==== Dataset

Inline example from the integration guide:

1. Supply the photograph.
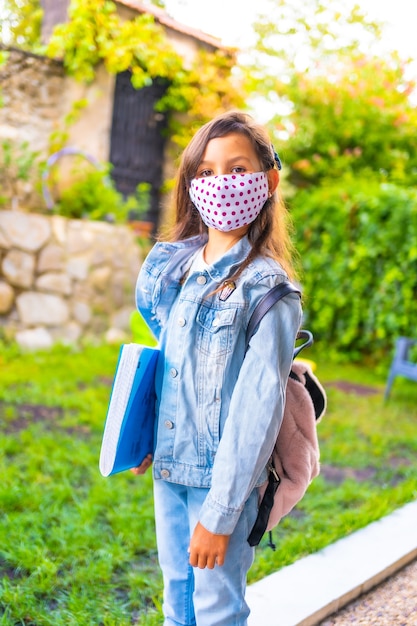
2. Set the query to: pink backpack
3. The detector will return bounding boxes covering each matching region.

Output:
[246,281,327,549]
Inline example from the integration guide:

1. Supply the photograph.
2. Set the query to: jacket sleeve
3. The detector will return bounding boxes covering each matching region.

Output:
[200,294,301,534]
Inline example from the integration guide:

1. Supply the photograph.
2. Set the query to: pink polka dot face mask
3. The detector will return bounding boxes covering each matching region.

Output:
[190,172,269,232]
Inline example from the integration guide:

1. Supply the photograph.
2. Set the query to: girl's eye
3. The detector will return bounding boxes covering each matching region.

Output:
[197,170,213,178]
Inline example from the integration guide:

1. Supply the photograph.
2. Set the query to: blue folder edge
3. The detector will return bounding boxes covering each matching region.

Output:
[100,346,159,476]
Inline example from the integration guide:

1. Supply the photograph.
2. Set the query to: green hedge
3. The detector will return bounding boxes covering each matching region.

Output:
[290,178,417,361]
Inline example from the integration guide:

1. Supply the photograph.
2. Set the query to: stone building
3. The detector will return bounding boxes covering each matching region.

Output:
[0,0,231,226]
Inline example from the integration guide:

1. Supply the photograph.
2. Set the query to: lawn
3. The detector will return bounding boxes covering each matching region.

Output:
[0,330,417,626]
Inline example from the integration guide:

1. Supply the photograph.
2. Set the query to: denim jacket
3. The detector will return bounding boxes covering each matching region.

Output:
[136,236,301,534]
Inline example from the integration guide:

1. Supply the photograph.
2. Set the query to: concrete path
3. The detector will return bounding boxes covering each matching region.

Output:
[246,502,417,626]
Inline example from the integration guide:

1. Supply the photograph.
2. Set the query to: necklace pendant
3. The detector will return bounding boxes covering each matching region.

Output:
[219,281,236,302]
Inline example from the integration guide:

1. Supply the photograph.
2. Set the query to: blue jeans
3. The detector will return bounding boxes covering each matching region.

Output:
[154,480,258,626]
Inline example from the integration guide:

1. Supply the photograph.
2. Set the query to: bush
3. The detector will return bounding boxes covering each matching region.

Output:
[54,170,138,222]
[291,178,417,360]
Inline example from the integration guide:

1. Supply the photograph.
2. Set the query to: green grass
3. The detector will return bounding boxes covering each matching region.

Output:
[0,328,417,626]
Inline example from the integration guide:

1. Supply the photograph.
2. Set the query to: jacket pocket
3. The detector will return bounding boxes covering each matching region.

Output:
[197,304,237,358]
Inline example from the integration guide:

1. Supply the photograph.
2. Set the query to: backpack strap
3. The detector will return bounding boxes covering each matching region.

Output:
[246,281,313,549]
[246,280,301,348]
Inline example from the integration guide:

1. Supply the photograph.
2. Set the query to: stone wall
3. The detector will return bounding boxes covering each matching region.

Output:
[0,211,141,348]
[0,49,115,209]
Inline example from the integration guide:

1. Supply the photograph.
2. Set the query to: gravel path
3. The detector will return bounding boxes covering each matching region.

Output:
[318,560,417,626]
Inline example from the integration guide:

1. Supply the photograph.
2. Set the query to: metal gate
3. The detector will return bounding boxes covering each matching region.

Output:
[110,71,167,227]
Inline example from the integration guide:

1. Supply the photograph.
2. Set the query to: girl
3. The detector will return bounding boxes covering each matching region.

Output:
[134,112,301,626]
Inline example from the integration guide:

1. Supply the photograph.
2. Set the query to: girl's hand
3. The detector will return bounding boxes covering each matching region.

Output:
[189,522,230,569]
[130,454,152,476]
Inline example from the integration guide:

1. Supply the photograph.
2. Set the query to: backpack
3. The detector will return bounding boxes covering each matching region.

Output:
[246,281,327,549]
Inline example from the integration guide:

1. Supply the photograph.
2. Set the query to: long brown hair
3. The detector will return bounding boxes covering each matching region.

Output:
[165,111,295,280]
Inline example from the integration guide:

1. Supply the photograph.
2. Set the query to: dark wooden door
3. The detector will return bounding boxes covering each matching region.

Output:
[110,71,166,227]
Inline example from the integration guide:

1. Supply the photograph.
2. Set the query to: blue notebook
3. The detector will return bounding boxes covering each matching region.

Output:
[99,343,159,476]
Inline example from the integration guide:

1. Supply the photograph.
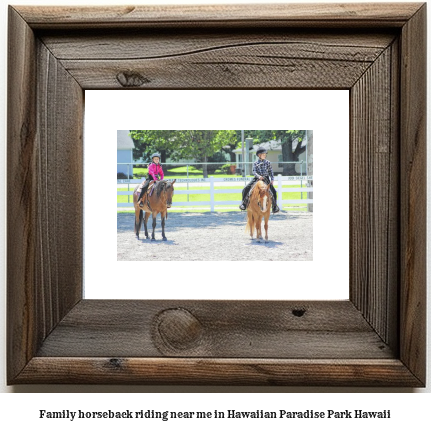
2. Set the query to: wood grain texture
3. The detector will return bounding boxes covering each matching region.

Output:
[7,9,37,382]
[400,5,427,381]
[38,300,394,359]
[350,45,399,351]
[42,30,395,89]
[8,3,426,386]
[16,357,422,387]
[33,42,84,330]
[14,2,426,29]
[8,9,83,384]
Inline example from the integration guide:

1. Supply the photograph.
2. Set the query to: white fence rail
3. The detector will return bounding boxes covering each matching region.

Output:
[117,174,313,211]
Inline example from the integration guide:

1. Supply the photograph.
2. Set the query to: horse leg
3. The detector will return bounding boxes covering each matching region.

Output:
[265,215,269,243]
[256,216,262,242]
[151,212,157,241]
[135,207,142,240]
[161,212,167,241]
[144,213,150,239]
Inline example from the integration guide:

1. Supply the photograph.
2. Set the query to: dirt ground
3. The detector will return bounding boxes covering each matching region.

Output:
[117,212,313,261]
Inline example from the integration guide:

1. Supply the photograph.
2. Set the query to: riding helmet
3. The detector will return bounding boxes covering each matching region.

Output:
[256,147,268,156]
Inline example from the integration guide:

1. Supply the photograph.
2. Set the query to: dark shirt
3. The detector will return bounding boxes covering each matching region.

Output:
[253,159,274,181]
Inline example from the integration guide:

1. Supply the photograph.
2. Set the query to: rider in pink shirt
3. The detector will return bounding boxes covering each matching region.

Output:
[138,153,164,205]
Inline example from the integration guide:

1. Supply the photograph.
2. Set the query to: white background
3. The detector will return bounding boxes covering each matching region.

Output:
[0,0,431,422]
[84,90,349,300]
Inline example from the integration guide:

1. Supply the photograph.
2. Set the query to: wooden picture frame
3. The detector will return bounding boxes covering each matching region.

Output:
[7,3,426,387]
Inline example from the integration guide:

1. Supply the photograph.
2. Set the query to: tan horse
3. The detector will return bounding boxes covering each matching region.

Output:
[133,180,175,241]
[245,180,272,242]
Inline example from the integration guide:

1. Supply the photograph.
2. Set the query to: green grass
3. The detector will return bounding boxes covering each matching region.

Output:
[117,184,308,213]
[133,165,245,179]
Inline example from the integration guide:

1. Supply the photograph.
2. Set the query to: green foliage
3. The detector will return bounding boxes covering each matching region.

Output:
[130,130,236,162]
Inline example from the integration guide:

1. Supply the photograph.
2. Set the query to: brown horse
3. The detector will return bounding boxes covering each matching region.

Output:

========

Show every line of the material above that contains the string "path".

2. Set the query to: concrete path
2. Set the query to: gravel path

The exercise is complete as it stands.